→ **Dataset records**:
-- START --

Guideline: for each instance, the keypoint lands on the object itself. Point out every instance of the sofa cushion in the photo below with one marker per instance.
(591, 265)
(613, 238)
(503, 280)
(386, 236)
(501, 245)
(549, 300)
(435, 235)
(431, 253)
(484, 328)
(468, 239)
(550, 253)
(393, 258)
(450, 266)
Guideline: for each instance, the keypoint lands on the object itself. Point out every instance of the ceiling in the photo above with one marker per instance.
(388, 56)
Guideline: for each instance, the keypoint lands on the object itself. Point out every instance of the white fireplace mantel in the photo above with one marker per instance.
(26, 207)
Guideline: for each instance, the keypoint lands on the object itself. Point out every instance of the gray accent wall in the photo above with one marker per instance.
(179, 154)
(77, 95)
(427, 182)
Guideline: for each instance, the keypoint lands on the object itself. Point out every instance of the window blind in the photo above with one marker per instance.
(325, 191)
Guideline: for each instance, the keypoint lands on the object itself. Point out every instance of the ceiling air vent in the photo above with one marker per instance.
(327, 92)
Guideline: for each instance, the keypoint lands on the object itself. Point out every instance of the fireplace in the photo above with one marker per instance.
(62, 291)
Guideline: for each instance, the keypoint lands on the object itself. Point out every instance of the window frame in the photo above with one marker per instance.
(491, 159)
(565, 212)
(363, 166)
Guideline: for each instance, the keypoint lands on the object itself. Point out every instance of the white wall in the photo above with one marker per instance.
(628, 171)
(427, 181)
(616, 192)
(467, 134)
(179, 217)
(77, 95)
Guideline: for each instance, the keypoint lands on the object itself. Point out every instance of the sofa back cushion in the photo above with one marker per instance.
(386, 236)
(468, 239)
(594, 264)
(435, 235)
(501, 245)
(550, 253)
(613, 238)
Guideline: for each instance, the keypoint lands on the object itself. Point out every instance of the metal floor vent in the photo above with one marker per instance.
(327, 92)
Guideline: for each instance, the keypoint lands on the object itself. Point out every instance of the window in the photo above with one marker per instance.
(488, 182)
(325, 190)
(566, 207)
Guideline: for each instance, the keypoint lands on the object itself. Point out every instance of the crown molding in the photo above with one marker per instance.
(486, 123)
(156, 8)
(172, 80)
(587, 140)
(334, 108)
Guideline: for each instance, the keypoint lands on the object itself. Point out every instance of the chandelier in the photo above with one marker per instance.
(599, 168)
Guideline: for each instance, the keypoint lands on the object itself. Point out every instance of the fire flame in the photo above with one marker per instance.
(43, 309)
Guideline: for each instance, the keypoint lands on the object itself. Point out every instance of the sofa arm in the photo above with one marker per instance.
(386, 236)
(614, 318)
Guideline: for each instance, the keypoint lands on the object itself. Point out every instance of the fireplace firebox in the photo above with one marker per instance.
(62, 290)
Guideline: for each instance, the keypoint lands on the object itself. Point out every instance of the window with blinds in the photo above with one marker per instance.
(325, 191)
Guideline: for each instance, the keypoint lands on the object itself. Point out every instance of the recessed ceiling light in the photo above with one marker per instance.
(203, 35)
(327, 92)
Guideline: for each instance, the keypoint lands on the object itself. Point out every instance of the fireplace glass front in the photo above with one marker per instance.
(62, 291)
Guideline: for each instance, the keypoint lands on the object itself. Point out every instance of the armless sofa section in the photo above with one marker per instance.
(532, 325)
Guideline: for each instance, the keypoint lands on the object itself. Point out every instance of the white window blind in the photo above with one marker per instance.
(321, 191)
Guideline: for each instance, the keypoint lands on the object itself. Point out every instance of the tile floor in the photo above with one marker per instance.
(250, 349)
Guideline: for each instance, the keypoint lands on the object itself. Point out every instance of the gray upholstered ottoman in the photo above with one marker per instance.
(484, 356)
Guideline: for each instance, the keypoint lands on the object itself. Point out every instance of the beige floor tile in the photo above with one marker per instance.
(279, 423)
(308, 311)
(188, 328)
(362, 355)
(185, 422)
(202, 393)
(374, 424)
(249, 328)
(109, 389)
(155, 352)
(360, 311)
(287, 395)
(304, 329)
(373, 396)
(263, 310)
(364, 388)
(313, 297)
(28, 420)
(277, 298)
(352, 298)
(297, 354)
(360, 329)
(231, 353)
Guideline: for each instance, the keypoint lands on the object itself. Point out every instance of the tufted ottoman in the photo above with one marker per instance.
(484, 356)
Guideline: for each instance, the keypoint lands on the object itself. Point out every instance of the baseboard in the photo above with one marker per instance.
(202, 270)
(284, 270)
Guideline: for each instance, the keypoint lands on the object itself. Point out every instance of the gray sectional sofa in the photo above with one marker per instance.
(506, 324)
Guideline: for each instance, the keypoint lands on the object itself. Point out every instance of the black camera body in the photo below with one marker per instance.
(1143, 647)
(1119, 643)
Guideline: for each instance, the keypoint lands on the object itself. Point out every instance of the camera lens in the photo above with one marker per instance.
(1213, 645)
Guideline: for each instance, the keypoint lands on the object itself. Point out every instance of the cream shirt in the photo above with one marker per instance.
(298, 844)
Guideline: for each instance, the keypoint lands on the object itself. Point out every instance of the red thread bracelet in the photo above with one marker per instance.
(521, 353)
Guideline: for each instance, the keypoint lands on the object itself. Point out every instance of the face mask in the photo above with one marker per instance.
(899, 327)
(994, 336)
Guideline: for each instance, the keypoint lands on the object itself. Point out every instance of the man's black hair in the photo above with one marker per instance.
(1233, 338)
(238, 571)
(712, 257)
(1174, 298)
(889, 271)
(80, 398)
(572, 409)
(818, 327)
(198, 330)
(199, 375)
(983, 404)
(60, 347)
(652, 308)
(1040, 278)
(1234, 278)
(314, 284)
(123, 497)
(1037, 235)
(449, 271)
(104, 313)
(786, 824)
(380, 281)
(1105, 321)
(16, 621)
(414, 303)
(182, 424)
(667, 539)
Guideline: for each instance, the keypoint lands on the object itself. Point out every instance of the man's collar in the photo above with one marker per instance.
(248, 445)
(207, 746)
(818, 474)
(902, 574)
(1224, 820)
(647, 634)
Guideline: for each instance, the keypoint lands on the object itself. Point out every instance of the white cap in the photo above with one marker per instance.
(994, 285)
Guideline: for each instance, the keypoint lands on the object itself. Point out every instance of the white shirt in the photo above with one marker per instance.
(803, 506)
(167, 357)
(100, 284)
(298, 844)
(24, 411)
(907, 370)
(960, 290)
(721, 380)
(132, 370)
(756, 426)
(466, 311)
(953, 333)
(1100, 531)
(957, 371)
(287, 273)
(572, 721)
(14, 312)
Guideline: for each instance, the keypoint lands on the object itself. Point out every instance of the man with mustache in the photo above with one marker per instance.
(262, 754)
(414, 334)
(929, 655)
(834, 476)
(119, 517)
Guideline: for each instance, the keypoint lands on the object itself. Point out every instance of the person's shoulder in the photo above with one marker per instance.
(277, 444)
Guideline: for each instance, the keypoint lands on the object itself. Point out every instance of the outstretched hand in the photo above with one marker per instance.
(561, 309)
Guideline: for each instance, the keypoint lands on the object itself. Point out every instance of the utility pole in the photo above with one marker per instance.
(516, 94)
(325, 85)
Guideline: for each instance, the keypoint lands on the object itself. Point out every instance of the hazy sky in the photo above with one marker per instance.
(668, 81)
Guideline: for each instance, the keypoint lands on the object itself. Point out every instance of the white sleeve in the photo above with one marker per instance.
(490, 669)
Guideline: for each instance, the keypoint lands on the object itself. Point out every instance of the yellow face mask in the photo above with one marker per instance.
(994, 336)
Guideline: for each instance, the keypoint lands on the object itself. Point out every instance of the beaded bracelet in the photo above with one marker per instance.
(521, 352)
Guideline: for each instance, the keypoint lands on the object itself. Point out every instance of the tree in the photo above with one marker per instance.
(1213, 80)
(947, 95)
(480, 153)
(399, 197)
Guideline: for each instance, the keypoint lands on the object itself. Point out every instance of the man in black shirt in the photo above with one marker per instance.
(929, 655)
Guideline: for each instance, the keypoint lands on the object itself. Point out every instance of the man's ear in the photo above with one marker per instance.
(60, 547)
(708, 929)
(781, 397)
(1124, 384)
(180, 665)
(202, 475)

-- END --

→ **Stated goal**: Copy verbatim everything from the line that contains "the man's ear" down to the end of the items, including both of those ends.

→ **Solution**:
Guideline: for each instance, the keypoint lands on the object itself. Point out every instance of the man's ear in the photo above with one marker per instance.
(60, 547)
(708, 929)
(781, 397)
(1124, 384)
(180, 665)
(202, 475)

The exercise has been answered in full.